*BRIEF 1:* According to the forum thread below, what Russian word means "mister," and how is it transliterated?

*SUPPLIED PASSAGE:*
# Forum Learning Russian Language Grammar and Vocabulary  Mister in Russian?

## Culturist

Dear natives, 
I would like to know what mister in Russian is? Please post your answer in cyrillic letters and transcripted. 
Thank you.

----------


## Guin

> Dear natives, 
> I would like to know what mister in Russian is? Please post your answer in cyrillic letters and transcripted. 
> Thank you.

 mister - господин (gaspadin)
missis - госпожа (gaspazha)

----------


## Friendy

"Мистер" - when spoken about English-speaking people

----------


## Propp

When you want to adress to someone Russian in Russian in a polite manner, you'd better call him or her with their full name AND patronymic:
- Здравствуйте, Мария Владимировна!
- Давно не видел вас, Иван Фёдорович. 
These are analogues of:
- Good morning, Mrs. Brown!

*DATA IN THIS EXERCISE:*

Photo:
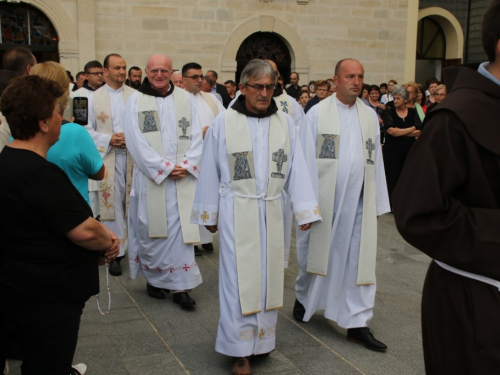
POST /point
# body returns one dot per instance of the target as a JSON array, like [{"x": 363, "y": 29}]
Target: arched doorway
[
  {"x": 25, "y": 25},
  {"x": 266, "y": 46},
  {"x": 440, "y": 42}
]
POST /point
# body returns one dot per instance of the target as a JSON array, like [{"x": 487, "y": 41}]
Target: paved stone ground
[{"x": 144, "y": 336}]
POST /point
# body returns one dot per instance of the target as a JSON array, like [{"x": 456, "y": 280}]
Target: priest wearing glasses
[
  {"x": 251, "y": 154},
  {"x": 164, "y": 139}
]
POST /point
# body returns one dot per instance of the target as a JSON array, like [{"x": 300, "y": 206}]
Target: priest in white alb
[
  {"x": 106, "y": 107},
  {"x": 337, "y": 258},
  {"x": 251, "y": 155},
  {"x": 164, "y": 138},
  {"x": 208, "y": 107}
]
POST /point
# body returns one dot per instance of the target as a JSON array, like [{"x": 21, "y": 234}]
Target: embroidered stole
[
  {"x": 327, "y": 153},
  {"x": 283, "y": 103},
  {"x": 246, "y": 210},
  {"x": 104, "y": 124},
  {"x": 149, "y": 125},
  {"x": 210, "y": 101}
]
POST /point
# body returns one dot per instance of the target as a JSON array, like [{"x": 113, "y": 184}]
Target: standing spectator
[
  {"x": 294, "y": 88},
  {"x": 322, "y": 92},
  {"x": 312, "y": 88},
  {"x": 231, "y": 88},
  {"x": 420, "y": 97},
  {"x": 373, "y": 102},
  {"x": 448, "y": 208},
  {"x": 80, "y": 78},
  {"x": 402, "y": 126},
  {"x": 383, "y": 89},
  {"x": 218, "y": 88},
  {"x": 51, "y": 245},
  {"x": 17, "y": 61},
  {"x": 177, "y": 79},
  {"x": 303, "y": 98},
  {"x": 74, "y": 152},
  {"x": 134, "y": 78},
  {"x": 388, "y": 96}
]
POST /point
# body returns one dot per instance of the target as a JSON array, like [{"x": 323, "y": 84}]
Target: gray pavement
[{"x": 144, "y": 336}]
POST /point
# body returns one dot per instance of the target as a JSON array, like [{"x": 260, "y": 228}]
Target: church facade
[{"x": 304, "y": 36}]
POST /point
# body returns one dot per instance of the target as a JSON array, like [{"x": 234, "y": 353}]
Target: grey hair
[
  {"x": 401, "y": 91},
  {"x": 257, "y": 69}
]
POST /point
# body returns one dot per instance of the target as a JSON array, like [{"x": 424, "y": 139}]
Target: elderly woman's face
[
  {"x": 440, "y": 95},
  {"x": 374, "y": 95},
  {"x": 399, "y": 101}
]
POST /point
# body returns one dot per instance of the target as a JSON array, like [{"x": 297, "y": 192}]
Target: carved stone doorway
[{"x": 26, "y": 26}]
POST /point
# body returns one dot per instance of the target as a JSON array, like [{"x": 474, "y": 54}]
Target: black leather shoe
[
  {"x": 364, "y": 336},
  {"x": 115, "y": 267},
  {"x": 183, "y": 299},
  {"x": 197, "y": 251},
  {"x": 299, "y": 311},
  {"x": 208, "y": 247},
  {"x": 154, "y": 292}
]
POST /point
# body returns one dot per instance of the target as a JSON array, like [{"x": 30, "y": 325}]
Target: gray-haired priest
[
  {"x": 337, "y": 257},
  {"x": 164, "y": 139},
  {"x": 250, "y": 155}
]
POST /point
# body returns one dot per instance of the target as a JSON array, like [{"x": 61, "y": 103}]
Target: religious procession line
[{"x": 169, "y": 348}]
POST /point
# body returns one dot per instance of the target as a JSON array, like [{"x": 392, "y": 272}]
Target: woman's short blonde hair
[{"x": 55, "y": 72}]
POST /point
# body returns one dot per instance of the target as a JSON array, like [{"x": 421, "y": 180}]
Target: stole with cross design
[
  {"x": 104, "y": 124},
  {"x": 150, "y": 127},
  {"x": 246, "y": 210},
  {"x": 327, "y": 153}
]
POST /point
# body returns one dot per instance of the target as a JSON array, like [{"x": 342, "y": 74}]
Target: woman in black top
[
  {"x": 51, "y": 245},
  {"x": 402, "y": 126}
]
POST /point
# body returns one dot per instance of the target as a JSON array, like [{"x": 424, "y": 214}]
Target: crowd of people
[{"x": 159, "y": 164}]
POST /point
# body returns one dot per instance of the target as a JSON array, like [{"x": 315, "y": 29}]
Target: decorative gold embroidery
[
  {"x": 303, "y": 215},
  {"x": 103, "y": 117}
]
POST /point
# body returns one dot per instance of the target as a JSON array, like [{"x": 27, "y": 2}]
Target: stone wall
[{"x": 373, "y": 31}]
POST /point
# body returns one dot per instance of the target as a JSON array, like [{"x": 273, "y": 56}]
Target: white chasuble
[
  {"x": 149, "y": 125},
  {"x": 104, "y": 125},
  {"x": 246, "y": 215},
  {"x": 328, "y": 142},
  {"x": 241, "y": 335}
]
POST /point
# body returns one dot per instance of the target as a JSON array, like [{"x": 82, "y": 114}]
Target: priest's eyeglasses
[
  {"x": 258, "y": 87},
  {"x": 195, "y": 76}
]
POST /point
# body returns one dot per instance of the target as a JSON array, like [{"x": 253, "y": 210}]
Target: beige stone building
[{"x": 310, "y": 35}]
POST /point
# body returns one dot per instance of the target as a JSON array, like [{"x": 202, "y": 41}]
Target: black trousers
[{"x": 47, "y": 331}]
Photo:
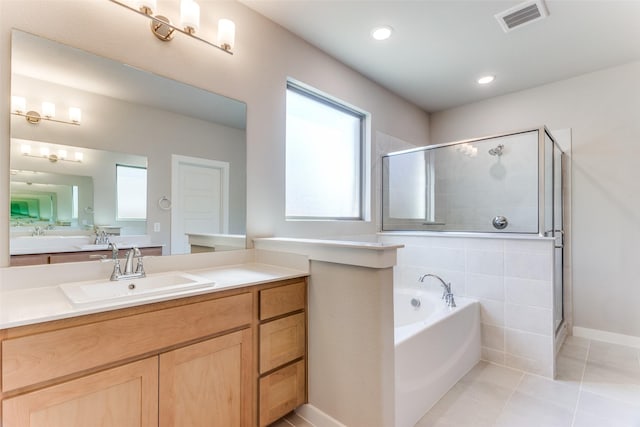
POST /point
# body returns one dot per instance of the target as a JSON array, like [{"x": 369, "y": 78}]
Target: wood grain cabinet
[
  {"x": 282, "y": 351},
  {"x": 234, "y": 358},
  {"x": 122, "y": 396},
  {"x": 195, "y": 359},
  {"x": 207, "y": 384}
]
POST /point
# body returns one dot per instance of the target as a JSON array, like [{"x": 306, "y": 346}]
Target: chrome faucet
[
  {"x": 447, "y": 295},
  {"x": 101, "y": 238},
  {"x": 132, "y": 253}
]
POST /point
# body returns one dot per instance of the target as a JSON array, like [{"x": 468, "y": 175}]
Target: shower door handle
[{"x": 552, "y": 233}]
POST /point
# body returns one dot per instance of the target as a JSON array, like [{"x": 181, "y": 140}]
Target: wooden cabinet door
[
  {"x": 208, "y": 383},
  {"x": 126, "y": 396}
]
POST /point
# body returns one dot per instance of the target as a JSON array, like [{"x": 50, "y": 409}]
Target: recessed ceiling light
[
  {"x": 381, "y": 33},
  {"x": 485, "y": 80}
]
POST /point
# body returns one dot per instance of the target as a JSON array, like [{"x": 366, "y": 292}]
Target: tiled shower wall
[{"x": 511, "y": 277}]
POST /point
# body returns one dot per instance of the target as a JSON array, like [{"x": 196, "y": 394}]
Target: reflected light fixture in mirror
[
  {"x": 45, "y": 153},
  {"x": 163, "y": 29},
  {"x": 19, "y": 108}
]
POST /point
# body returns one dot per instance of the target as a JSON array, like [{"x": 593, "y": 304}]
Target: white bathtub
[{"x": 434, "y": 347}]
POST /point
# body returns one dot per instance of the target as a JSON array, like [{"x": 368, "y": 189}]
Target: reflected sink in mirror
[
  {"x": 81, "y": 293},
  {"x": 129, "y": 118}
]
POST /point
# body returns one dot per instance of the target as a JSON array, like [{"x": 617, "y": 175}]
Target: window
[
  {"x": 131, "y": 191},
  {"x": 325, "y": 158}
]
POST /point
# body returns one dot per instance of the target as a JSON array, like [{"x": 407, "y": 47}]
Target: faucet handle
[{"x": 140, "y": 266}]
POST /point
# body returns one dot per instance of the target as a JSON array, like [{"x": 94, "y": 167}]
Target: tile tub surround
[{"x": 511, "y": 277}]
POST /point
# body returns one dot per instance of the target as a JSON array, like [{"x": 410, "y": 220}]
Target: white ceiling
[{"x": 440, "y": 48}]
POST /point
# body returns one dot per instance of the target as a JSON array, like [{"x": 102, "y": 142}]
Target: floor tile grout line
[
  {"x": 506, "y": 402},
  {"x": 584, "y": 370},
  {"x": 306, "y": 420}
]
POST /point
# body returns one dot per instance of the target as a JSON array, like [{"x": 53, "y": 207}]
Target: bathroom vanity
[{"x": 234, "y": 356}]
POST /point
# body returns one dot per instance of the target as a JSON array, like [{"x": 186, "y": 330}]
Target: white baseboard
[
  {"x": 316, "y": 417},
  {"x": 610, "y": 337}
]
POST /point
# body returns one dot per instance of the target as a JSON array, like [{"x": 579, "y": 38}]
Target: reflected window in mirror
[
  {"x": 131, "y": 193},
  {"x": 126, "y": 120}
]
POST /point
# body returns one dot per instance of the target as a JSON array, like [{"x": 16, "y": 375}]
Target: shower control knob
[{"x": 500, "y": 222}]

*BRIEF 2:* Report every line of the rows above that contains the string "faucet". Letter case counts.

*EXERCISE ANSWER 1:* господин (gaspadin)

*EXERCISE ANSWER 2:*
Target: chrome faucet
Target: faucet handle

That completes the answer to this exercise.